_Document passage:_
The proposals, revealed at community consultation event at the Shotton community Centre, in Shotton Colliery, in east Durham, today (Monday, October 21) is the brainchild of retired Army Air Corps engineer Duncan Moyse.
The building envisaged at the Shotton Airfield, next to the Peterlee Parachute Centre, has been was designed by Durham-based architects, Ashdown Architects.
The museum has already acquired several helicopters, including the actual Bell 47 Westland Sioux featured in the MASH TV series.
Museum trustee Madeleine Ashdown said: “This will be a groundbreaking venture in the field of rehabilitation for disabled former armed forces personel, injured on active service.
“Veterans will undertake training programmes specially tailored to build skills and confidence to help them get back to work.
“Bespoke aircraft engineering courses are being developed with the help of Hartlepool Aviation Academy, and students will work in the state-of-the-art maintenance workshop.”
Ms Ashdown said the purpose-built museum had already attracted significant interest from helicopter companies offering contracts for servicing, maintenance and dismantling of obsolete machines.
She said: “These operations will assure the economic sustainability of the project. Volunteer placements will also be available for workers to run the museum.

_Problems to solve:_
A. For each statement about the helicopter museum passage, answer yes or no and quote the words that decide it: (i) The museum already owns the Bell 47 Westland Sioux that appeared in the MASH TV series. (ii) The engineering courses are being developed with help from a university. (iii) Helicopter companies have offered the museum contracts for servicing, maintenance and dismantling of obsolete machines.
B. Duplicate the section of the helicopter museum passage that begins at the words "The proposals, revealed" and stops after "MASH TV series.".
C. In the helicopter museum passage, which firm designed the building?

(Stored data)

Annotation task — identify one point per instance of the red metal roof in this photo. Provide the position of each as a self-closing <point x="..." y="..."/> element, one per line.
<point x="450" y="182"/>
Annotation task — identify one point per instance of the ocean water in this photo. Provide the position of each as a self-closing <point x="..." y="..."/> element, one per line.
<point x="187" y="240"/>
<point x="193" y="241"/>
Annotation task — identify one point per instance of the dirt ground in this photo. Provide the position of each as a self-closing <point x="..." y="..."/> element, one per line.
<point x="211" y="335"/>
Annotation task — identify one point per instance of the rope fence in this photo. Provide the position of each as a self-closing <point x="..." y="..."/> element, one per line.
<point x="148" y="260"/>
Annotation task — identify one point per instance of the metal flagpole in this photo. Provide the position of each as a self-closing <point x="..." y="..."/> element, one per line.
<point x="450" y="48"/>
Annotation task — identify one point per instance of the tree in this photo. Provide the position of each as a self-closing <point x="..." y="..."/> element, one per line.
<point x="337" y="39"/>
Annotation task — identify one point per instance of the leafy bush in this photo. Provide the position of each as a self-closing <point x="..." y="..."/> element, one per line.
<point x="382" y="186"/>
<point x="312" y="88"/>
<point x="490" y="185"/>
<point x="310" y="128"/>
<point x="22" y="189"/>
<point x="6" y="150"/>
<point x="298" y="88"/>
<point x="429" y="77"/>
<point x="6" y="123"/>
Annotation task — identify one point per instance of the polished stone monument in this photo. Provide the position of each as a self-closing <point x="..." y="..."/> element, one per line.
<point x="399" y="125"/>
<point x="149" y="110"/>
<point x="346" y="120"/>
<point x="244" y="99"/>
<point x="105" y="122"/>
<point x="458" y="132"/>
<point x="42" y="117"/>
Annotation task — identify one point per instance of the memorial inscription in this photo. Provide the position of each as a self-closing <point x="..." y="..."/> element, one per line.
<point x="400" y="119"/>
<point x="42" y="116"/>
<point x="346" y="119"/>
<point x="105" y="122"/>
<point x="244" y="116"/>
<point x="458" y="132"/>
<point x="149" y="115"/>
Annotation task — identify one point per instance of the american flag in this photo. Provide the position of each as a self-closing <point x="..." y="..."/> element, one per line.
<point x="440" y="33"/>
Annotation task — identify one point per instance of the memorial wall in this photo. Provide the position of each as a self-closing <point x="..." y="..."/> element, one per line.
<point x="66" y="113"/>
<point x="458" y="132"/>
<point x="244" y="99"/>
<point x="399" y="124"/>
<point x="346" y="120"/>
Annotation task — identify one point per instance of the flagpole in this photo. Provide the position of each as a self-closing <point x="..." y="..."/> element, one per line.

_Exercise solutions:_
A.
(i) Yes: "The museum has already acquired several helicopters, including the actual Bell 47 Westland Sioux featured in the MASH TV series."
(ii) No: "Bespoke aircraft engineering courses are being developed with the help of Hartlepool Aviation Academy"
(iii) Yes: "the purpose-built museum had already attracted significant interest from helicopter companies offering contracts for servicing, maintenance and dismantling of obsolete machines."

B.
The proposals, revealed at community consultation event at the Shotton community Centre, in Shotton Colliery, in east Durham, today (Monday, October 21) is the brainchild of retired Army Air Corps engineer Duncan Moyse.
The building envisaged at the Shotton Airfield, next to the Peterlee Parachute Centre, has been was designed by Durham-based architects, Ashdown Architects.
The museum has already acquired several helicopters, including the actual Bell 47 Westland Sioux featured in the MASH TV series.

C. Durham-based Ashdown Architects.